_Problème posé_. Selon le texte sur les monomanies, pourquoi faudrait-il demander en justice à ces femmes comment elles ont dormi plutôt que comment elles ont vécu ? Répondez en une à trois phrases.

Ainsi les monomanies que j’ai observées affectent ordinairement les femmes, et les femmes dont elles s’emparent sont, pour la plupart, frappées d’avance d’une extrême délibitation intellectuelle ; il ne faudroit pas leur demander en justice comment elles ont vécu, mais comment elles ont dormi, car le secret de leur crime est bien moins le secret de leur vie positive que celui de leur sommeil. C’est que la perception, je le répète, se prolonge surtout, dans l’isolement, et que l’hébétation se fait une espèce de solitude où cette perception se développe sans obstacles, et finit par absorber toutes les facultés de la pensée. En veut-on une preuve singulière et sans réplique ? Nos annales judiciaires n’ont heureusement fourni que deux exemples du crime incompréhensible d’anthropophagie, celui de Ferrage et celui de Léger : ces deux monstres étoient stupides et solitaires.

Les savants qui savent les langues n’ignorent pas que les anciens n’avoient qu’un mot pour désigner le solitaire et l’idiot.

_Enregistrements de données_.
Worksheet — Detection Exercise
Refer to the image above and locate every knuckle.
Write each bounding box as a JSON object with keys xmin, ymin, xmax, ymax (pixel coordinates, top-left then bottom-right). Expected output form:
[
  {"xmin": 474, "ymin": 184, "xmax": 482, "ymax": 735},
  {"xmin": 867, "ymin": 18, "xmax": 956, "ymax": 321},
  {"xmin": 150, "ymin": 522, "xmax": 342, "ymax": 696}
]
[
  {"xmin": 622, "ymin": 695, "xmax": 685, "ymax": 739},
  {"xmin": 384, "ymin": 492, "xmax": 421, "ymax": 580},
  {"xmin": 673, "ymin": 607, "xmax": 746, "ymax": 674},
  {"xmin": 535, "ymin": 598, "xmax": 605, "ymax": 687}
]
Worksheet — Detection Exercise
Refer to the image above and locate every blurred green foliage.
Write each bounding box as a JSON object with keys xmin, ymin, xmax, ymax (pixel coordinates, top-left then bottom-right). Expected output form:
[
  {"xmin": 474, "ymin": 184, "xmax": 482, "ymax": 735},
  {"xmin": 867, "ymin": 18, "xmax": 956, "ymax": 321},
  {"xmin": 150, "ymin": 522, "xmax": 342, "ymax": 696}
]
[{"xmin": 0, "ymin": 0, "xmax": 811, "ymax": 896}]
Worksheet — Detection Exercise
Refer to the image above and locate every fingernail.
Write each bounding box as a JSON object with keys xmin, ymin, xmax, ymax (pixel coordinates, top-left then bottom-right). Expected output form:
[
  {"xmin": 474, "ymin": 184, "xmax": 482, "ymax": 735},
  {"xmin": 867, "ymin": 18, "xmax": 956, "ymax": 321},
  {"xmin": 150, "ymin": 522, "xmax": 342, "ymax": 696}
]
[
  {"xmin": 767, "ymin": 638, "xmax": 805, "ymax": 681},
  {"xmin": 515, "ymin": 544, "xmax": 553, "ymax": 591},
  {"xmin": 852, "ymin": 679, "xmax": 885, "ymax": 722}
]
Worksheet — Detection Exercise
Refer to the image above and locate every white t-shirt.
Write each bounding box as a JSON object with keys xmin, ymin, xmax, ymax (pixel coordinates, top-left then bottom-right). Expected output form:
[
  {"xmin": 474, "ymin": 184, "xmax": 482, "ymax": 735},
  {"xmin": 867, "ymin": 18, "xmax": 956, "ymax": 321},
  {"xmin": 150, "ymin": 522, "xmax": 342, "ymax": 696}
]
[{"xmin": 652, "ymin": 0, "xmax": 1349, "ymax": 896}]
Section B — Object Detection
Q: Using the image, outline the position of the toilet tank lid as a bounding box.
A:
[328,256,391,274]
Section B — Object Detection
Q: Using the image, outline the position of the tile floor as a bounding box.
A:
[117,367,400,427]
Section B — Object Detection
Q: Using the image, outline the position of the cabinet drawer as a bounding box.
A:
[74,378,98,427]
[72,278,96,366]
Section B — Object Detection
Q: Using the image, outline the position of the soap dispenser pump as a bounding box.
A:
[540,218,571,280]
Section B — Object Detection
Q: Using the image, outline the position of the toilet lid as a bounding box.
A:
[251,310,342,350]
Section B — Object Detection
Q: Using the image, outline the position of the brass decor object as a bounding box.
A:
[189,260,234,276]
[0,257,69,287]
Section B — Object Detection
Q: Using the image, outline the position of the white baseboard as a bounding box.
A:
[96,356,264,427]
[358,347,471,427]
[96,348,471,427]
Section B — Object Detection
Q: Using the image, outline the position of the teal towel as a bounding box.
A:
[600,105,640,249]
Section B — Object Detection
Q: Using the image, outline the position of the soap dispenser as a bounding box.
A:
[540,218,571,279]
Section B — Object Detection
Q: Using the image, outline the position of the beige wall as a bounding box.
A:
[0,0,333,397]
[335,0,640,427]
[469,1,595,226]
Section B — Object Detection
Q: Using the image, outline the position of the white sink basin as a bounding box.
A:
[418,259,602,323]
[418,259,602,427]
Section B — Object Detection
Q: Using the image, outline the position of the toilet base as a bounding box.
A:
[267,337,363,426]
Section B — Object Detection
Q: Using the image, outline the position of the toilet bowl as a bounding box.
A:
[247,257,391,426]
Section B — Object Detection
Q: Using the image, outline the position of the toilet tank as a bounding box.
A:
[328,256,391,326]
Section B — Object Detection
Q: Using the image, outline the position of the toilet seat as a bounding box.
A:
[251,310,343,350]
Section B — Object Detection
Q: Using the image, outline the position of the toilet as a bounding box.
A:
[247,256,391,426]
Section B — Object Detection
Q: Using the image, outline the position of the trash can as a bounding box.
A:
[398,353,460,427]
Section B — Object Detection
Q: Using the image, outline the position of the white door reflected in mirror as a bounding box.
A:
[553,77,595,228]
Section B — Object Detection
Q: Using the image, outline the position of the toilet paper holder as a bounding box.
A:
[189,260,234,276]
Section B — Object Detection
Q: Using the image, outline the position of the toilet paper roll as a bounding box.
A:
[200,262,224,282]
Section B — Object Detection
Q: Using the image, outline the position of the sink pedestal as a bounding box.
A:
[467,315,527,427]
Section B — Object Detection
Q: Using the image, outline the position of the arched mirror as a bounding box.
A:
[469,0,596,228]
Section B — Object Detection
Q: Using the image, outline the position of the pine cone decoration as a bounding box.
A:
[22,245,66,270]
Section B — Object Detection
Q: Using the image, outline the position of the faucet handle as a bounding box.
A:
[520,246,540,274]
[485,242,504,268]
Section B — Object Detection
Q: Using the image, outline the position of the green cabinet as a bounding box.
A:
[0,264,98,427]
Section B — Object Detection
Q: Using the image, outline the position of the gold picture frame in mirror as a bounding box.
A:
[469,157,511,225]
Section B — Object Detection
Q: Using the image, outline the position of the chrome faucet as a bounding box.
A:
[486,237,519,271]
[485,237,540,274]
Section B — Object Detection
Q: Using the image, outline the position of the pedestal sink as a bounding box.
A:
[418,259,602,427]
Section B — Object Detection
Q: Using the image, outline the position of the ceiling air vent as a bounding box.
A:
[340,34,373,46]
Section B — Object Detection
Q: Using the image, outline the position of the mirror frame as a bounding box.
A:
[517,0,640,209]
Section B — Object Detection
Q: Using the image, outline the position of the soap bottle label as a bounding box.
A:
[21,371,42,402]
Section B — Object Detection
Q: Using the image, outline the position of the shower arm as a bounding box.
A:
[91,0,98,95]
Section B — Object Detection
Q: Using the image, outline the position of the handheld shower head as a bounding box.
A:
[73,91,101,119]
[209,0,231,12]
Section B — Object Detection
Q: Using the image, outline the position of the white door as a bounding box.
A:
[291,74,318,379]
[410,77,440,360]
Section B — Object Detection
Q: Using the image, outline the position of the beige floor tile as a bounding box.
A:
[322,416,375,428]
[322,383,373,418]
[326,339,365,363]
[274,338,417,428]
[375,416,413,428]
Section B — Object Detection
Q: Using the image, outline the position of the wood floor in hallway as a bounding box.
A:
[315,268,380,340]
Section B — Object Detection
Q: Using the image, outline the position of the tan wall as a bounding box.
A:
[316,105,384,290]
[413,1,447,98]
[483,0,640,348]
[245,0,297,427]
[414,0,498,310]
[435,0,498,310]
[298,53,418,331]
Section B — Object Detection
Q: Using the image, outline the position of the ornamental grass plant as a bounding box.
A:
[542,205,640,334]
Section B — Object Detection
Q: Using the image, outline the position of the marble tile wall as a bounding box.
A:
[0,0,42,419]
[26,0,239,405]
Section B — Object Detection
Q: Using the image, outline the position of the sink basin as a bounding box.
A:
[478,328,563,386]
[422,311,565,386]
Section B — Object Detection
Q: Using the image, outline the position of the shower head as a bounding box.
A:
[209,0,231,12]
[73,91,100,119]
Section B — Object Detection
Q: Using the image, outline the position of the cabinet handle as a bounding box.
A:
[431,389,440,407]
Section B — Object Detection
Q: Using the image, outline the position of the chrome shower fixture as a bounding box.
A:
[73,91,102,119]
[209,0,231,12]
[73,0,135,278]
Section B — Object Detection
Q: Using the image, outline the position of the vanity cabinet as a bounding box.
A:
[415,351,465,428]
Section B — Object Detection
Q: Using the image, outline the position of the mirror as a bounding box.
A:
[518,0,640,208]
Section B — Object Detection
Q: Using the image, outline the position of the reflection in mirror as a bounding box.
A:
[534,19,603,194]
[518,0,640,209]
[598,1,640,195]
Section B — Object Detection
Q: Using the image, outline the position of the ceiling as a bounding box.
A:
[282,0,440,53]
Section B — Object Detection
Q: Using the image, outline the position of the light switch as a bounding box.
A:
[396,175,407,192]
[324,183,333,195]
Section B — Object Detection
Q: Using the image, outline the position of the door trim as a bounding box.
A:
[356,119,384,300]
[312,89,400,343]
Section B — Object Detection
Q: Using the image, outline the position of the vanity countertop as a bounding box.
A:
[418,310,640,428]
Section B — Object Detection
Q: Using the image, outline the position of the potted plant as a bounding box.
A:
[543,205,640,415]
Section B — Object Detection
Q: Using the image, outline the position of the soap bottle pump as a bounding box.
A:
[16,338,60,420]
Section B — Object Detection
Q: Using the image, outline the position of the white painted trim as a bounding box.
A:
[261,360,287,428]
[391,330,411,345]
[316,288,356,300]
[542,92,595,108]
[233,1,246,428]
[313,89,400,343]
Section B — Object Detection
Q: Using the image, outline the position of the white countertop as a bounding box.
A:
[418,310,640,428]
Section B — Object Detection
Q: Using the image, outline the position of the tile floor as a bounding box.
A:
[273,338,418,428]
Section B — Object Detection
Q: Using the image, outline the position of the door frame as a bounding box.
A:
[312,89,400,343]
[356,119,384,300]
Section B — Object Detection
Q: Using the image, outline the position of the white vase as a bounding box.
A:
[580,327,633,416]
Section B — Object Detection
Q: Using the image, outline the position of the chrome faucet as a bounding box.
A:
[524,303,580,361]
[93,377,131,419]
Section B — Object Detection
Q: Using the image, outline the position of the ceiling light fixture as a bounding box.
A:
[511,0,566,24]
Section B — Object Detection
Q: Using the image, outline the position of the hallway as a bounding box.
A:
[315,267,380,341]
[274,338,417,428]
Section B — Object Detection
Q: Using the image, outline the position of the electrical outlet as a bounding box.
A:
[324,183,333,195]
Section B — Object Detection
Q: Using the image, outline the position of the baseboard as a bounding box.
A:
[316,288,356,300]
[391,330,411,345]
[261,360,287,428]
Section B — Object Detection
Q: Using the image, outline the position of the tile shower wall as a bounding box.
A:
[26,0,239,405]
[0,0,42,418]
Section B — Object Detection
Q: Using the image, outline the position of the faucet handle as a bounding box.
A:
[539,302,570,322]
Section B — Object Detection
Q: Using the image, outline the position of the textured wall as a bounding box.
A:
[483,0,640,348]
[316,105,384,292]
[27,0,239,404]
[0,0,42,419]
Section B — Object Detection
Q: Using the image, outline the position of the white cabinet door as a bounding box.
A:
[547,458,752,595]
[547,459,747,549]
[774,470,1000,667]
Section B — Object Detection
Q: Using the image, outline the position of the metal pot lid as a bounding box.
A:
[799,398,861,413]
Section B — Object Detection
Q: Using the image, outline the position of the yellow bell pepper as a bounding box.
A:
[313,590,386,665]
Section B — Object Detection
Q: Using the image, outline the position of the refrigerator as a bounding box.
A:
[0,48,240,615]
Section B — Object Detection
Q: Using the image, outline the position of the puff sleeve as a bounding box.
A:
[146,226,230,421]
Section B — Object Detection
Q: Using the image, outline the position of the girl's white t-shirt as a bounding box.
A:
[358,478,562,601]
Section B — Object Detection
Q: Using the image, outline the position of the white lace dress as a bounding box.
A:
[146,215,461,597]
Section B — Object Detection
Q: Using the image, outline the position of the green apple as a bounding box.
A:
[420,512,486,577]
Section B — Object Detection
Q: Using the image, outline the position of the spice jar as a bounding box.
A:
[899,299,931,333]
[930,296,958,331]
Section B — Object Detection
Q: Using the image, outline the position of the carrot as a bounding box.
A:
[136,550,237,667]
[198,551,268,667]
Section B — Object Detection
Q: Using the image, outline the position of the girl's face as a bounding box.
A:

_Résultat obtenu_. Le secret de leur crime tient bien moins à leur vie positive qu'à leur sommeil. Le texte en donne la raison : la perception se prolonge surtout dans l'isolement, et l'hébétation crée une espèce de solitude où cette perception se développe sans obstacles jusqu'à absorber toutes les facultés de la pensée.